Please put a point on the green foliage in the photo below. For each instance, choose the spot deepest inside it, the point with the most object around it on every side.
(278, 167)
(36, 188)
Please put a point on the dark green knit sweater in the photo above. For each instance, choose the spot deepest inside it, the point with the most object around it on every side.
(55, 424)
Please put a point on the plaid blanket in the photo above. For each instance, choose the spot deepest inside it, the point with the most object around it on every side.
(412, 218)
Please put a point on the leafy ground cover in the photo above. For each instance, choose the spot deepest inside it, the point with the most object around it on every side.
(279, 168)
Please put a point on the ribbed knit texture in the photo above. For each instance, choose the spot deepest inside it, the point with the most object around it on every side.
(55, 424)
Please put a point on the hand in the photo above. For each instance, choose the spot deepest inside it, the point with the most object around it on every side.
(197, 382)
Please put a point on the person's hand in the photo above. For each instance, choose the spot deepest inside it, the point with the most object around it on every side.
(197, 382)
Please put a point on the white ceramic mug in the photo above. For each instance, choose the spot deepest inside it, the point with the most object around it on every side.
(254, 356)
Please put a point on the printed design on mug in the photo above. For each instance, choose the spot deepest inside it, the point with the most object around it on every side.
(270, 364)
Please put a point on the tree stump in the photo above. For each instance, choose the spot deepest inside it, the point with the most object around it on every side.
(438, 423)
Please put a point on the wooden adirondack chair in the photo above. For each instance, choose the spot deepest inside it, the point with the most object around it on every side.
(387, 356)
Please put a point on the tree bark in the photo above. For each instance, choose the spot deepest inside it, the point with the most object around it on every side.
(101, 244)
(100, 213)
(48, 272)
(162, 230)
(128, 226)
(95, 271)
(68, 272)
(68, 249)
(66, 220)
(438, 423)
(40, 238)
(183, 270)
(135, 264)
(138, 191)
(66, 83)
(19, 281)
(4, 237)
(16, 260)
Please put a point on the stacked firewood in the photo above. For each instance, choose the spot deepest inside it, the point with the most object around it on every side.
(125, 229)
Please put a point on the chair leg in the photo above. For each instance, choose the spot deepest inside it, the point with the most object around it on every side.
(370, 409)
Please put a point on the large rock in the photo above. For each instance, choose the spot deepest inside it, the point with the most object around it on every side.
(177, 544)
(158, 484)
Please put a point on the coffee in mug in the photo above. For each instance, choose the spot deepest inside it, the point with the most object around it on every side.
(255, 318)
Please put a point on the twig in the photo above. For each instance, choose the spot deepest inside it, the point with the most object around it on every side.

_THE TASK_
Please output each record exactly as it appears above.

_OUTPUT FOR THIS TASK_
Please put a point on the green foliage in the photo below. For each instance, choose the spot deepest inside it, the point with the most object around it on every side.
(278, 167)
(36, 188)
Please put a point on the dark green knit sweater in the photo above. For each instance, choose the spot deepest inside it, the point with the most object around it on every side.
(55, 424)
Please put a point on the plaid blanket in the photo above. For each instance, choose the spot deepest inside it, the point with the most object around it on every side.
(412, 218)
Please put a point on the leafy ground cover in the photo above. For each instance, choose the spot deepest inside it, the point with the most object around it on every side.
(279, 168)
Please put a point on the ribbed knit texture in the photo above. For each instance, choose the spot deepest inside it, the point with the most object around it on every side.
(55, 424)
Please put a point on the hand in the photo above. For each instance, choose the spot deepest inside it, the point with the most object around it on every side.
(197, 382)
Please put a point on the person's hand in the photo above. For each instance, choose the spot deepest inside it, the point with the most object around it on every side.
(197, 382)
Please put a point on the white ceramic mug in the photo above. For each instance, choose the spot deepest inside it, the point with the most object around it on every side.
(254, 356)
Please put a point on the printed design on mug in the photo above. For each instance, choose the spot deepest inside it, the point with the most object around it on every side.
(270, 364)
Please put a point on the tree stump in the photo above. For each instance, choose the spot deepest inside it, the point with the most object around it on every side.
(438, 423)
Please put a point on the wooden adirondack chair in the photo above. For each instance, choose the spot deepest inside it, the point with the most object around it on every side.
(387, 356)
Please put a point on the tree bark in the photo above. For each instance, choose the spot deepest inside it, the point with the most object around it on every side.
(101, 244)
(100, 213)
(48, 272)
(162, 230)
(128, 226)
(95, 271)
(68, 272)
(68, 249)
(66, 220)
(438, 423)
(40, 238)
(183, 270)
(135, 264)
(138, 191)
(66, 83)
(19, 281)
(4, 237)
(16, 260)
Please put a point on the stacked firewood in the photo above. For each instance, choose the spot deepest inside it, the point with the most object around it on every side.
(125, 229)
Please put a point on the chair leg in the photo above. For each instance, choose the spot deepest inside it, the point with the most object around it on every side.
(370, 409)
Please put a point on the large rock in the photo above. For each instance, choose the spot deepest inside it, the point with the most object around it on every side.
(177, 544)
(158, 484)
Please put a point on the coffee in mug in the photo above. For each instance, choose the spot deepest inside it, the point with the most object around it on every side.
(255, 318)
Please put a point on the twig in the photo above. For each instance, choose the spot deepest inside it, the point with the most object around it on every side.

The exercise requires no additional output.